WHAT YOU SHOULD DO: Each entry is to be given again precisely, and no picture may be carried over.

RECORDED INFORMATION:

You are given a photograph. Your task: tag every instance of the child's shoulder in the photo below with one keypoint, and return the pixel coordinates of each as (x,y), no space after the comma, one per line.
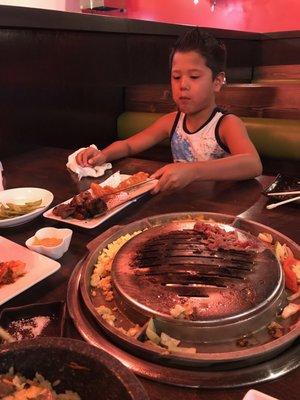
(168,119)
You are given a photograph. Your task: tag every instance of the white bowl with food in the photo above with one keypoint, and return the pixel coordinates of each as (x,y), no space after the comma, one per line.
(21,205)
(52,242)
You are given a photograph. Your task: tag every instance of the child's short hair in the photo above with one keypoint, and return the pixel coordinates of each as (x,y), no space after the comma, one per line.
(206,45)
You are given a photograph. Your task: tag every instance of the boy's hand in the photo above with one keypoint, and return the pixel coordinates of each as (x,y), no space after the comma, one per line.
(173,177)
(90,157)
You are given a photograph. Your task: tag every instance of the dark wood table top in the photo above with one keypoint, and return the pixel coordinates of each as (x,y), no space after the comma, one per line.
(45,168)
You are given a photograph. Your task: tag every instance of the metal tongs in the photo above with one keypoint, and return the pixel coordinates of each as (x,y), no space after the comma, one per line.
(129,188)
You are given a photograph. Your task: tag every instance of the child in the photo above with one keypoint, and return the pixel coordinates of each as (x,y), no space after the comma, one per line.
(207,143)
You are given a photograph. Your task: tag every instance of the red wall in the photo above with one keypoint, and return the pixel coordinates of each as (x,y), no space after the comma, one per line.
(244,15)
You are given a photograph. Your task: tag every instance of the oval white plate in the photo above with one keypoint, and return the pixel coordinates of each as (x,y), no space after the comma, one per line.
(21,196)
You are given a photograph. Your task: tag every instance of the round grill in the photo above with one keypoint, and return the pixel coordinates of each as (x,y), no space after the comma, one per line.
(234,296)
(170,265)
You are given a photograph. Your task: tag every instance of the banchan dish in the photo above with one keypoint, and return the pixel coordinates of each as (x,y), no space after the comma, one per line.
(77,366)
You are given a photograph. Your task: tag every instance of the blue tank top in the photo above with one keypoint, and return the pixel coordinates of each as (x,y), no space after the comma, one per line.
(202,145)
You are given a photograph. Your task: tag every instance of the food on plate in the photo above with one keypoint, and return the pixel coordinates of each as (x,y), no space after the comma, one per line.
(12,210)
(83,205)
(6,336)
(101,191)
(98,200)
(290,264)
(48,242)
(10,271)
(17,387)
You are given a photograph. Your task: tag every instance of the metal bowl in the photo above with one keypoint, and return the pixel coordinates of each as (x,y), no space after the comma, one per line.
(79,367)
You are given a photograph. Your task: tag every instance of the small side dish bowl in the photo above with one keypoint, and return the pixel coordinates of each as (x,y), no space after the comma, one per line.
(52,242)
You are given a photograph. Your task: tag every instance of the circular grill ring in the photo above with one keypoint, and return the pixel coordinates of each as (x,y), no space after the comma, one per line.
(203,361)
(274,368)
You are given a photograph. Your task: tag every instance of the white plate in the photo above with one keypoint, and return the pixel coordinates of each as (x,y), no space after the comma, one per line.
(21,196)
(38,267)
(96,221)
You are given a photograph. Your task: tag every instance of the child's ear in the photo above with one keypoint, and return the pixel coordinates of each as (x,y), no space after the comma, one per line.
(219,81)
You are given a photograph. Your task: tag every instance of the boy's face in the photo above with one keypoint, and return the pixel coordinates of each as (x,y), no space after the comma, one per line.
(193,86)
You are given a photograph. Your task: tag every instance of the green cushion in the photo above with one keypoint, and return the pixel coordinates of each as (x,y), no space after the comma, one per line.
(276,138)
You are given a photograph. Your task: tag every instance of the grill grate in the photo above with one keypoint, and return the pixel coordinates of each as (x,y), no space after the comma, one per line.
(166,266)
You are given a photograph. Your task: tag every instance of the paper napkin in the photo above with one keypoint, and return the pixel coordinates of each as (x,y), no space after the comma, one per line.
(96,171)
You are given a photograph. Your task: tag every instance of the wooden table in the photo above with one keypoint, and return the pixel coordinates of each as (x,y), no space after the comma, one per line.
(45,168)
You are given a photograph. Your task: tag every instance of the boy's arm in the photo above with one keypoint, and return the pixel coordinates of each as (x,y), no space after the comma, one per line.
(141,141)
(243,163)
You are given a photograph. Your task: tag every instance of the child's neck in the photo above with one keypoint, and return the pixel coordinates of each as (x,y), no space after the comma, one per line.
(193,121)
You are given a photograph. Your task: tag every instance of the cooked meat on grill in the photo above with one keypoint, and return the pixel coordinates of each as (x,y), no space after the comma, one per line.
(82,206)
(218,238)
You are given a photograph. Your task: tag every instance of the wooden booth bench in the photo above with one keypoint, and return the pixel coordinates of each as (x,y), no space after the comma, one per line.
(277,140)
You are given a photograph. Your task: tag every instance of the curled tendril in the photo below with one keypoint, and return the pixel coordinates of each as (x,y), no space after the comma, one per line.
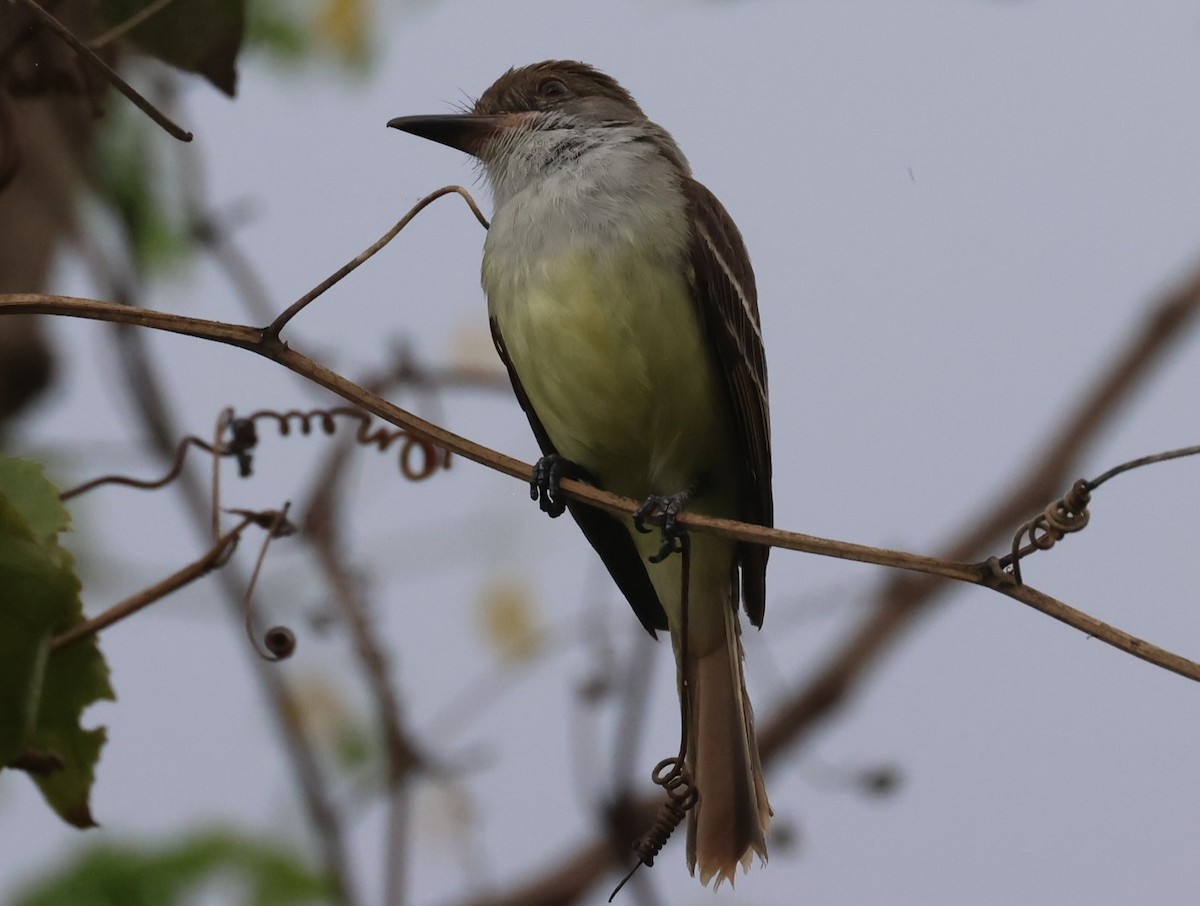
(279,642)
(1060,519)
(672,774)
(419,457)
(673,777)
(432,457)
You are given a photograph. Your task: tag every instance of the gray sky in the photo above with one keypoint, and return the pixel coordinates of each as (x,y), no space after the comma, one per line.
(955,210)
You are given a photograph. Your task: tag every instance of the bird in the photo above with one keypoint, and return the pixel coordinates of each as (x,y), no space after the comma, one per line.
(623,305)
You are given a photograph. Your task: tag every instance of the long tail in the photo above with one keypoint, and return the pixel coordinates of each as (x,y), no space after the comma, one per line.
(729,823)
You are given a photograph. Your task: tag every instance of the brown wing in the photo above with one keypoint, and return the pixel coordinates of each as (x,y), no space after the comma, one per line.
(729,309)
(609,537)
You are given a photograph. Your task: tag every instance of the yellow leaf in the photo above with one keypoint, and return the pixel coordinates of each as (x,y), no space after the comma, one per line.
(510,622)
(345,25)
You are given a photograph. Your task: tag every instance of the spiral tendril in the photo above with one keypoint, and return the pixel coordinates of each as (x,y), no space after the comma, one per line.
(1060,519)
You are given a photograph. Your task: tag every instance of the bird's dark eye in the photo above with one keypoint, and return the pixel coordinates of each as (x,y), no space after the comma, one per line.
(552,88)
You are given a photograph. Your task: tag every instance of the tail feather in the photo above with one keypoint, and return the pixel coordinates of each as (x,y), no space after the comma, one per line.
(729,823)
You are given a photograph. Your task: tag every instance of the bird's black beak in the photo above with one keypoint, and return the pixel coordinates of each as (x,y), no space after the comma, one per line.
(465,131)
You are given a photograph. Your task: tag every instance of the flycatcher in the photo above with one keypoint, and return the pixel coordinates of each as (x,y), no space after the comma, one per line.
(624,307)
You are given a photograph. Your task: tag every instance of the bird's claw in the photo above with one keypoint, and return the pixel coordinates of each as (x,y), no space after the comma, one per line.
(667,509)
(544,485)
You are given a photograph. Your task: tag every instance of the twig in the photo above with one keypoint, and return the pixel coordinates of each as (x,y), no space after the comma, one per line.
(258,341)
(107,71)
(313,789)
(124,28)
(215,557)
(273,330)
(321,529)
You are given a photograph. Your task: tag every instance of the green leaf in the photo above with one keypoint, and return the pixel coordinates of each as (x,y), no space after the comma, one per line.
(136,173)
(201,36)
(268,874)
(45,693)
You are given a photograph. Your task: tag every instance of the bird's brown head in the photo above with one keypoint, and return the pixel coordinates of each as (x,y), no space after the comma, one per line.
(543,95)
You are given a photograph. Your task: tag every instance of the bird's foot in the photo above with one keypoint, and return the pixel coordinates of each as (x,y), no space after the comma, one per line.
(667,508)
(544,485)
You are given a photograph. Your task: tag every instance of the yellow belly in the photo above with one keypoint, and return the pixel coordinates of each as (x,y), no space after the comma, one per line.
(611,354)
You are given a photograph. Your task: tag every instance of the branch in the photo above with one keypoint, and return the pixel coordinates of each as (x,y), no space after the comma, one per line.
(573,874)
(213,558)
(264,343)
(107,71)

EXERCISE RESULT:
You are given a photograph. Your task: tag every instance of the child's shoulder in the photo below with one keypoint, and return the pixel coordinates of each as (x,y), no space after the comma, one per line.
(168,119)
You are given a photograph. Your task: tag every instance of the white bowl with food in the photo above with one keypoint, and return the pixel coordinates of each as (x,y), no space after the comma, one per line.
(21,205)
(52,242)
You are given a photograph. Your task: tag every instance of the child's short hair in the photo above with one keypoint, and return the pixel coordinates of each as (x,y), no space after the comma, one per line.
(206,45)
You are given a photograph. Your task: tag every instance of the boy's hand in the photo above with one keypoint, and return the pixel coordinates of each as (x,y), no space after the comma, one per line.
(173,177)
(90,157)
You are given a photograph. Your task: tag every instance of the dark wood table top in the photo above with one keypoint, and return the pixel coordinates of each as (x,y), no space after the comma, one per line.
(45,168)
You are given a photograph. Your task: tag every instance of the metal tongs in the photo above with one keypoint, and return the pixel coordinates of each as (x,y), no space after the comma, one per line.
(129,188)
You are given a photograph. Your task: tag every instance of the child in the photo above with one keypoint, and return the pixel coordinates of each as (x,y), no space after the comma, one per line.
(207,143)
You are given a photograph. Your task: tag every instance of the red wall in the photo above with one keypoint, and return the pixel coordinates of each as (x,y), no space after the comma, one per line.
(244,15)
You are given a photograph. Your task: tag every instance of the oval white plate in the photo above with one keypoint, and return the pixel coordinates of each as (x,y), no space after the comma, one per line.
(21,196)
You are given a photograph. Your task: tag every instance of the round grill in the photo above with one keypoint, and return the pixel coordinates of each as (x,y), no space after the comma, one per line.
(234,296)
(170,265)
You are given a photograph. Your task: tag every instance of the banchan dish in the photo above with one keypoint, and return the pixel coordinates of each as (x,y), no space after the comma, one per line.
(77,366)
You are given a photograph. Your task: tag every instance of the blue tank top in the photo above with one keypoint, and return the pixel coordinates of each as (x,y), no space after the comma, one per line.
(202,145)
You are given a photograph. Your task: tag every instance of the food on plate in the photo above with one keypoint, and return the pixel coordinates of each as (x,y), no space after the comma, one per line.
(12,210)
(83,205)
(6,336)
(101,191)
(98,200)
(290,264)
(48,242)
(10,271)
(17,387)
You are given a photograph. Your task: tag every instance of the metal bowl in the photo above with one keypoint, and return the pixel coordinates of each as (x,y), no space after the comma, one per line.
(79,367)
You are given a photograph. Your task: tag every instance of the small side dish bowl in the photo above with one keypoint, and return the pixel coordinates of each as (x,y), no space after the comma, one per line.
(52,242)
You are given a photograph. Your task: tag every instance of the circular grill ring in the photo above with one keypoint, and return the pixel coordinates of each as (x,y), no space after the comma, one per line.
(203,361)
(274,368)
You are given a photograph. Your task: tag every instance of the white plate in the photo above with one keypoint, and return the pixel coordinates of each as (x,y), no space after the comma, one per line.
(21,196)
(38,267)
(96,221)
You are given a photograph. Your task: tag every instance of the child's ear in the photo above with one keypoint, and return the pixel coordinates of each as (x,y), no space after the comma, one per line.
(219,81)
You are given a photograph. Your task: tag every instance of the boy's face in the photo above with one keypoint, and return the pixel coordinates of each as (x,y), no space after the comma, one per line.
(193,86)
You are given a photograph. Your task: tag every instance of the green cushion in the photo above with one keypoint, and return the pixel coordinates of each as (x,y), no space after the comma, one per line.
(276,138)
You are given a photograph. Your task: tag every instance of the grill grate in the photo above with one keypoint, and return the pixel coordinates of each as (x,y), no space after the comma, one per line.
(166,266)
You are given a photograph. Your task: tag every instance of the paper napkin in the photo above with one keypoint, and return the pixel coordinates of each as (x,y), no space after the comma, one per line.
(96,171)
You are given a photograph. Your task: tag every instance of the wooden table in the photo above with one keypoint, and return the pixel coordinates of each as (x,y), no space after the comma, one per line.
(45,168)
You are given a photograph. Your task: tag every instance of the boy's arm in the photo above with one keypoint, and return the pixel coordinates of each as (x,y), no space after the comma, one per line.
(141,141)
(243,163)
You are given a photograph. Your task: tag every instance of the child's neck in the photo above with one keypoint, and return the pixel coordinates of each as (x,y), no space after the comma, one per line.
(193,121)
You are given a photograph. Your task: tag every instance of the cooked meat on grill in the photo above with one keypoint, and return the pixel coordinates of each as (x,y), no space after the comma, one per line.
(82,206)
(218,238)
You are given a photograph. Your task: tag every instance of the wooden booth bench in the photo above with one keypoint, and return the pixel coordinates of each as (x,y), no space after the comma, one per line.
(277,140)
You are given a photograph. Your task: tag every instance of the curled tendril in the photo below with one keypoint, and return the pixel coordinates of each as (x,y), no space after the comma, one per line.
(279,642)
(1060,519)
(672,774)
(419,457)
(673,777)
(432,457)
You are given a photograph. Your task: tag every instance of the gray sky in the photo above with one keypoint, and return the pixel coordinates of each as (x,y), no space after the comma, one per line.
(955,210)
You are given a photograph. Your task: tag every instance of the bird in the photo above with one keypoint, and return the pixel coordinates of each as (x,y), no space after the comma, one per line.
(623,305)
You are given a photograph. Your task: tag every instance of the long tail in the photo above with one keypoint, and return the pixel coordinates of each as (x,y), no space after the comma, one per line.
(729,823)
You are given a photograph. Your task: tag every instance of the brown wing in the photo above with one keypoint, and return the pixel coordinates of each as (x,y), no space after the comma, one per line.
(729,309)
(609,537)
You are given a photograph. Your task: tag every instance of the yellow leaf in the photo above with one keypoint, and return the pixel coordinates of each as (x,y), no space after the comma, one per line.
(510,622)
(345,25)
You are given a photograph. Your task: tag every instance of the spiral tendril in the photo above with one keypoint, and return the pixel coordinates of each as (x,y), no space after the comma, one per line.
(1060,519)
You are given a photograph. Your task: tag every instance of the bird's dark eye in the photo above with one keypoint, and return the pixel coordinates of each as (x,y), no space after the comma, one per line.
(552,88)
You are given a photograph. Your task: tag every instance of the tail feather in the photo above with one keypoint, and return the pixel coordinates of each as (x,y), no space after the comma, one per line.
(729,823)
You are given a photograph. Your task: tag every instance of the bird's black beak in the photo above with one keypoint, and return the pixel coordinates of each as (x,y), no space after the comma, one per line.
(465,131)
You are given a photograph. Your task: tag every instance of the flycatcher in the photo above with one keypoint, and return the pixel coordinates of each as (x,y), no space after the comma, one per line.
(624,307)
You are given a photograph. Your task: tag every instance of the bird's claw in the photo above with one keypoint, and return the pixel coordinates of each as (x,y), no space after the comma, one per line.
(667,509)
(544,485)
You are given a photograph. Your task: tag every instance of the twig in the photo above with one keypoint, and return the pixel coordinates of each as (x,y), no space after the comma, one per line.
(258,341)
(107,71)
(313,789)
(124,28)
(215,557)
(273,330)
(321,529)
You are given a photograph. Your task: tag every instance of the green leaf in the photo above with one keypoint, and return the pixel coordinates of each as (x,y), no space after the comma, one per line.
(136,173)
(201,36)
(268,874)
(45,693)
You are given a photograph. Your task: tag every instance of the bird's brown head in the photo above with one keypoint, and return the pixel coordinates of each as (x,y), no space after the comma, one per line.
(543,95)
You are given a photograph. Your task: tag every instance of the bird's foot in the photo above with one keypoint, and return the pixel coordinates of each as (x,y), no space after the comma, one per line.
(667,508)
(544,485)
You are given a photograph. Your task: tag every instance of the yellow belly in the photo above with one keypoint, and return the pixel coordinates of each as (x,y), no space after the comma, one per line.
(611,354)
You are given a photograph. Your task: tag every instance of the branch in the photo above with one keypoint, and return the pixel coordinates of each as (x,y), no space after the comma, one per line.
(573,874)
(213,558)
(264,343)
(107,71)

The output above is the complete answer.